Information given below:
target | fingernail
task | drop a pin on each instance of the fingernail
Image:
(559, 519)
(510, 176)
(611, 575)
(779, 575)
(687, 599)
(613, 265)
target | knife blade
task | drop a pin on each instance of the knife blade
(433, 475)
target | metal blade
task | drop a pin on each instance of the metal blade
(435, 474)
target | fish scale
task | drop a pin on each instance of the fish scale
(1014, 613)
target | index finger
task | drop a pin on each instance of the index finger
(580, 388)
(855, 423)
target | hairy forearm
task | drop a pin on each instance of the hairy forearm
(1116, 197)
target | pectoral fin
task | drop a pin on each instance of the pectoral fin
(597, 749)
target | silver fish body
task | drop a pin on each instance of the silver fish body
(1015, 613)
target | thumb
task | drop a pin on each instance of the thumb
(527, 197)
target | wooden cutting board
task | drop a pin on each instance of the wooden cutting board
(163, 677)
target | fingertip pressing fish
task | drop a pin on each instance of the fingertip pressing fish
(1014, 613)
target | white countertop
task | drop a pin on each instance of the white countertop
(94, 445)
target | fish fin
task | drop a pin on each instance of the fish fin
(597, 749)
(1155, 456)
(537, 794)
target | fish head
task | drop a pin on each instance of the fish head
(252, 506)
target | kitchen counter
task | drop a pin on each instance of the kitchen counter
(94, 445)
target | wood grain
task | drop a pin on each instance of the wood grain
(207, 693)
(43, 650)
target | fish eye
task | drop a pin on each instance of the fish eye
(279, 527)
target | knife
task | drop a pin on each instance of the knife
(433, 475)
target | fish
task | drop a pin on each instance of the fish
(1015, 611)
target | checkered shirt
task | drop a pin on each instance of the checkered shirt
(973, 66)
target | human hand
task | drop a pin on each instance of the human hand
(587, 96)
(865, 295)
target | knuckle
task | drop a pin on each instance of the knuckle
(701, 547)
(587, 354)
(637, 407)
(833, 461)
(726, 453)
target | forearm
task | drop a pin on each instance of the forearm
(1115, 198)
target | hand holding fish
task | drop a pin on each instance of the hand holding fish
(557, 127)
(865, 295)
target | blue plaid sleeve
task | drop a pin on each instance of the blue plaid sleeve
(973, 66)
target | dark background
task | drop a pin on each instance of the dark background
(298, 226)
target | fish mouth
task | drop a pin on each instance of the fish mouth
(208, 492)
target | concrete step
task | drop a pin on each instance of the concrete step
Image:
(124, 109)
End of Information given.
**Exercise details**
For the word "fingernail", go through the records and show each line that carries it.

**Solution to this exercise**
target | fingernail
task | drop a pin on each instance of the fingernail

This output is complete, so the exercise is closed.